Food waste has reached frightening proportions: one third of all food produced in the world is wasted.
In the Global North there is an excess of food produced and bought which is often thrown out even before it perishes. According to the FAO, food wastage amounts to between 280 – 300 kilos per capita each year, touching every phase of production: from the harvest, to processing and distribution, all the way to our kitchens.
In the Global South, on the other hand, food is wasted for lack of adequate infrastructure, storage facilities and transport. But food is also wasted by pitting the production of biofuels, biogas and large quantities of feed for animals against food for humans. In some parts of the planet, this competition is heavily biased towards the interests of speculators and agribusiness.
In addition to being a problem of great ethical value, food waste necessarily leads to senseless pressure on natural resources, the planet, and the environment. To produce too much means to use more energy and prime materials than necessary: this wasting of resources is then amplified during the distribution phase, then in our homes, and finally in waste management. Food wastage is responsible for roughly 5% of the emissions that cause global warning, and for 20% of the pressure on biodiversity. A full 30% of the land dedicated to agriculture is used to produce food that never arrives at its destination, while the use of water of wasted food (that is, the consumption of surface and ground water resources) is about 250 cubic kilometers per year, equal to the annual flow of the Volta River or three times the volume of Lake Geneva.

## Problems to solve
A – Echo the food waste text, starting with "In the Global North" and going on through "to our kitchens.".
B – In the food waste text, which phases of production does food wastage touch?
C – Translate this sentence from the food waste text into Spanish: "In the Global South, on the other hand, food is wasted for lack of adequate infrastructure, storage facilities and transport."
You won't need the rows for any of this.

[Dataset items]
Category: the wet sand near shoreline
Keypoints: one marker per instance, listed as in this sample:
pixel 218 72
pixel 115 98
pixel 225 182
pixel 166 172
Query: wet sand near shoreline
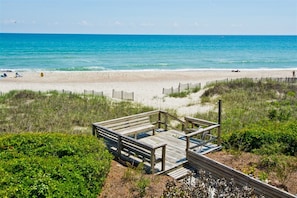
pixel 146 85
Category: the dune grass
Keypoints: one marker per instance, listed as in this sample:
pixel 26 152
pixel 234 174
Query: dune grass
pixel 258 117
pixel 46 147
pixel 28 111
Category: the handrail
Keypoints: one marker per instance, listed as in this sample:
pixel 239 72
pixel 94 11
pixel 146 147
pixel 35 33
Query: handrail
pixel 199 121
pixel 202 130
pixel 199 131
pixel 122 139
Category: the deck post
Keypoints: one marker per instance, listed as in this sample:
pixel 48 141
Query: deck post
pixel 187 145
pixel 94 130
pixel 163 157
pixel 119 146
pixel 219 122
pixel 166 120
pixel 159 120
pixel 153 161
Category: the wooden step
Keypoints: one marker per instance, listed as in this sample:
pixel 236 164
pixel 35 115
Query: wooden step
pixel 180 173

## Numbered answers
A –
In the Global North there is an excess of food produced and bought which is often thrown out even before it perishes. According to the FAO, food wastage amounts to between 280 – 300 kilos per capita each year, touching every phase of production: from the harvest, to processing and distribution, all the way to our kitchens.

B –
- harvest
- processing
- distribution
- our kitchens

C – En el Sur Global, en cambio, los alimentos se desperdician por falta de infraestructura, instalaciones de almacenamiento y transporte adecuados.